* **Task instructions**:
Instruction for the data below: set down exactly the lines from the line with "target | construction crane boom" to the line with "Set a pin on every instance of the construction", inclusive, and no others.

Start of Data provided

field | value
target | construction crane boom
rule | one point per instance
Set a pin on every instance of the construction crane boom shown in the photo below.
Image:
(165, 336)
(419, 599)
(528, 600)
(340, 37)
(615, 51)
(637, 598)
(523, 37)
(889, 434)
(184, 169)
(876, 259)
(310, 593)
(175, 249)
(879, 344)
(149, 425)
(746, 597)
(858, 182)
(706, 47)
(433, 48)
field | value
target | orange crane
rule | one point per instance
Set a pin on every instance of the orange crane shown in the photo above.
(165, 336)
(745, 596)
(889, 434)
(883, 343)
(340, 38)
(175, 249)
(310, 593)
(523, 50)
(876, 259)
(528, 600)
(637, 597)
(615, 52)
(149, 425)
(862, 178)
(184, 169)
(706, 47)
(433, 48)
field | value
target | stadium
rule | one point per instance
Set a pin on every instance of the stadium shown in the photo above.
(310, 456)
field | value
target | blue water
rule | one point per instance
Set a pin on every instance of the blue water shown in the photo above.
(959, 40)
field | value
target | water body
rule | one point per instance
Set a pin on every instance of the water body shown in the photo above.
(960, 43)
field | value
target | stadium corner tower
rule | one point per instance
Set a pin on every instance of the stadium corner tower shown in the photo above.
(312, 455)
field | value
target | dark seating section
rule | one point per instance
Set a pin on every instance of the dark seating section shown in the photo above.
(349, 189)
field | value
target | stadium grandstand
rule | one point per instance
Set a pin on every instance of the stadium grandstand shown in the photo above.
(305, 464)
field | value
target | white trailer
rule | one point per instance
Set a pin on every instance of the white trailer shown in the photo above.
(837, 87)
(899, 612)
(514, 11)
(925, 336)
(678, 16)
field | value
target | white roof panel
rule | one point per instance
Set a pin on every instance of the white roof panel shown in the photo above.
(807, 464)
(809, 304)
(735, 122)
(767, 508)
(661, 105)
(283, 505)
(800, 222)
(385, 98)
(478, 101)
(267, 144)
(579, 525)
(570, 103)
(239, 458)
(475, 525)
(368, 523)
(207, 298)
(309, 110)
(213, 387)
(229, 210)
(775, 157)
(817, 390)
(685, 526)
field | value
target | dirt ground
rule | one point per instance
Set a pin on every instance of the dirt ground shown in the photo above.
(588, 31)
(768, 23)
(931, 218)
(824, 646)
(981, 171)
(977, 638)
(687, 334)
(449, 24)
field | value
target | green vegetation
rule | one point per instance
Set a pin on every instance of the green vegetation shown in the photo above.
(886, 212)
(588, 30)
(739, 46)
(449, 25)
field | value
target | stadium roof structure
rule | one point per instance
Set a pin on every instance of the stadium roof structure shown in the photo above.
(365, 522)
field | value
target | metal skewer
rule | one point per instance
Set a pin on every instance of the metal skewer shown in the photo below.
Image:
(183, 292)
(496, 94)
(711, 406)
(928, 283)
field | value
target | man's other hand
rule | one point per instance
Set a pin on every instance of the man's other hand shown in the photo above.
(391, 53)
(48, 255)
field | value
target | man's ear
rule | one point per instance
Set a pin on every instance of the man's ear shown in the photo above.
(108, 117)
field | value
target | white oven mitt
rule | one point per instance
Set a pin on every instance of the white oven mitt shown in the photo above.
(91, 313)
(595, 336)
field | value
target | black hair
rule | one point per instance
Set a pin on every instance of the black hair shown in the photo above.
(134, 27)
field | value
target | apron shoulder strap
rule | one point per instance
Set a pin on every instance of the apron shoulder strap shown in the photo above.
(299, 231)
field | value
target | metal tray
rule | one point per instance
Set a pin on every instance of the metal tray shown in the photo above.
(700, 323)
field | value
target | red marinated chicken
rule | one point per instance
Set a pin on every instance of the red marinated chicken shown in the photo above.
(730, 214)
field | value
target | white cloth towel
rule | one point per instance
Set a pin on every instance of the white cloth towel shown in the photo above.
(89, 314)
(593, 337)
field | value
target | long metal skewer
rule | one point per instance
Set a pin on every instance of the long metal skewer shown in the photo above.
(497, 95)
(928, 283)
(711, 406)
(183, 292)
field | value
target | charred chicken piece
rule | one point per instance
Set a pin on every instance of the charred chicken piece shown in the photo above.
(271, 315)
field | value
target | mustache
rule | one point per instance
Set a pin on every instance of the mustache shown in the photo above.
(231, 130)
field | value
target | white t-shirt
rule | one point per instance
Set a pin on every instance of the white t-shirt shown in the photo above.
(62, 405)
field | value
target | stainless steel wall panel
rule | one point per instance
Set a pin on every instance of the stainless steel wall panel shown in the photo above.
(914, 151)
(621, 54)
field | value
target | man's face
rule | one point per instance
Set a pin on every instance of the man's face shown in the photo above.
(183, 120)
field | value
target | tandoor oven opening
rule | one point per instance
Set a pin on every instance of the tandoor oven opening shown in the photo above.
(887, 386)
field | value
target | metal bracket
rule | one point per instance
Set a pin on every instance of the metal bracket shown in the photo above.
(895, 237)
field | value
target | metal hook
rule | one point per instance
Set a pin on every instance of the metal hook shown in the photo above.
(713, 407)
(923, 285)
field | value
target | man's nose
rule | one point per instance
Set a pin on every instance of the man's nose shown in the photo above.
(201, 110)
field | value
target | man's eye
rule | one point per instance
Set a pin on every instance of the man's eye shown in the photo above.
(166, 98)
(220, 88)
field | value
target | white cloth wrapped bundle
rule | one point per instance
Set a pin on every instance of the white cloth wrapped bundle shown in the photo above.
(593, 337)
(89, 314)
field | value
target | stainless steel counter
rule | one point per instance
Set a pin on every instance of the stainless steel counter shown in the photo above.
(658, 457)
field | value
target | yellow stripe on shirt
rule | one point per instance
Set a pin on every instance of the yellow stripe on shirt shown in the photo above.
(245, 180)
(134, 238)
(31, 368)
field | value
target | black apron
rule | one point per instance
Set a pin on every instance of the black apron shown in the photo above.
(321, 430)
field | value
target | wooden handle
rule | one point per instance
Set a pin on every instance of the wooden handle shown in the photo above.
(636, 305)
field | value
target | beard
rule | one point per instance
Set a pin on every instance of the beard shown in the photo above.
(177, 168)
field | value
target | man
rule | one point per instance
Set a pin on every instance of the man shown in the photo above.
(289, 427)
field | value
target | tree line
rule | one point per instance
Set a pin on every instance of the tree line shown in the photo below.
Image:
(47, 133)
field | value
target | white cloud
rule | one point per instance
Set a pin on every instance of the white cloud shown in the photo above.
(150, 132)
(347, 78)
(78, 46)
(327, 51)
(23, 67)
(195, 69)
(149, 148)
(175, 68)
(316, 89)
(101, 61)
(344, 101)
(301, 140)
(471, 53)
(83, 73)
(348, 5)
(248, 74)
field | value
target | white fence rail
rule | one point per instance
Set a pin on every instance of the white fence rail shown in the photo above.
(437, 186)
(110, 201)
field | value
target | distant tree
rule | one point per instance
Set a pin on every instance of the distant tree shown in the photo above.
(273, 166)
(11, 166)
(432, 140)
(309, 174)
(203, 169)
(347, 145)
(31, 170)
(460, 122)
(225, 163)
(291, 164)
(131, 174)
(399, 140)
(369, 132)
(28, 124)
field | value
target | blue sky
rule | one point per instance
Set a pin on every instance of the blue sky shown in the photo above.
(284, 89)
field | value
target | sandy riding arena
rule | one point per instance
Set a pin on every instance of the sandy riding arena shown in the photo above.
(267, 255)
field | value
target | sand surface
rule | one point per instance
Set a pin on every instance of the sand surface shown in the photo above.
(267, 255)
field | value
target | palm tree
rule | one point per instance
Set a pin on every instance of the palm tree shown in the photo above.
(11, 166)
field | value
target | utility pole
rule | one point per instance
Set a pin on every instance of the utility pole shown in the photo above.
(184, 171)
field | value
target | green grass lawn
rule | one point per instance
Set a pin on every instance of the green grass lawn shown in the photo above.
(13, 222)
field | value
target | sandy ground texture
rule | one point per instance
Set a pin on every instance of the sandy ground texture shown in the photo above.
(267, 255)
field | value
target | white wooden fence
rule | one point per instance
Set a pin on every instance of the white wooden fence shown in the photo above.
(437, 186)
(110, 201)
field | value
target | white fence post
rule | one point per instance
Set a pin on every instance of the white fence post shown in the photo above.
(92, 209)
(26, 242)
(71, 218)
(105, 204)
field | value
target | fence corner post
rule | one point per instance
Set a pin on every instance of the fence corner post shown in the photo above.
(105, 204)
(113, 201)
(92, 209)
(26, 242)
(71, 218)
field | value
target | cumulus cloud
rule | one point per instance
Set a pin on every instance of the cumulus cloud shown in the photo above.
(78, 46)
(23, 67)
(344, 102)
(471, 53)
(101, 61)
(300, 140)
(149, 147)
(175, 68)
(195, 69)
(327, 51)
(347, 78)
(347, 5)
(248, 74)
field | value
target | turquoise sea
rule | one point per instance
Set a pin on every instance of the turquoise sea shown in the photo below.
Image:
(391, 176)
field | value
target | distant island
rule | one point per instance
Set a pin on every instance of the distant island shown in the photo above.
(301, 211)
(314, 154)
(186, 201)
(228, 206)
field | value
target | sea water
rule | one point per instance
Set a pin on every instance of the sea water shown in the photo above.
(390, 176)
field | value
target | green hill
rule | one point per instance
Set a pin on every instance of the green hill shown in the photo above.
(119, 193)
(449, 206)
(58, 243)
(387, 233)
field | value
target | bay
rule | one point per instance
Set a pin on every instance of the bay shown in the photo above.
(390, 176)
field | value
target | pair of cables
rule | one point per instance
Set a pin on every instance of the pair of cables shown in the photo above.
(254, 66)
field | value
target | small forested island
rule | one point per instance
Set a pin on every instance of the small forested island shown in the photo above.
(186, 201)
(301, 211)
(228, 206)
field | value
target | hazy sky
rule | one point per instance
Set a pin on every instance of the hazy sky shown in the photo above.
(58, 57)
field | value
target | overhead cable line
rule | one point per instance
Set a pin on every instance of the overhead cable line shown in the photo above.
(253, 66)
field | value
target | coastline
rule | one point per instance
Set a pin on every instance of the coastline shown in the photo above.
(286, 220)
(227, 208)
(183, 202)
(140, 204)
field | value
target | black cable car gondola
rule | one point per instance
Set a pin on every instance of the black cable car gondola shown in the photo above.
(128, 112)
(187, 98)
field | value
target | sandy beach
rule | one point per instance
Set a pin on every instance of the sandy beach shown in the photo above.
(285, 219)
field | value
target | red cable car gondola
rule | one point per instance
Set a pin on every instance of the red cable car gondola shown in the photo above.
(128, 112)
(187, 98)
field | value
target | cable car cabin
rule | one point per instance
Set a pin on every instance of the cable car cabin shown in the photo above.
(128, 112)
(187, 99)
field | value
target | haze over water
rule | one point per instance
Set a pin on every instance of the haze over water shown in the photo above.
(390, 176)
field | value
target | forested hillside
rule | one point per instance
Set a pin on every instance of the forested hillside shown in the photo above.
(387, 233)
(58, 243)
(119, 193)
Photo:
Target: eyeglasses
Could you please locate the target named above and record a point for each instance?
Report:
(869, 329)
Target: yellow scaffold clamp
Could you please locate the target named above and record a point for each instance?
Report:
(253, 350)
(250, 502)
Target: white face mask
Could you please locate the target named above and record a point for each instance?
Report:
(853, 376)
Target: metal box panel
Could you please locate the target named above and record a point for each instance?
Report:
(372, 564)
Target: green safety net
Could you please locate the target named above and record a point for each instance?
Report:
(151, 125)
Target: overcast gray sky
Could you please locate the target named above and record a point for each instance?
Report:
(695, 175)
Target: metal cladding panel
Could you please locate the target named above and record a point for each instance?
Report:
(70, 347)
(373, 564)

End of Data provided

* **Result of this task**:
target | construction crane boom
rule | one point per instance
Set a pin on every instance of the construction crane boom shown in the photo below.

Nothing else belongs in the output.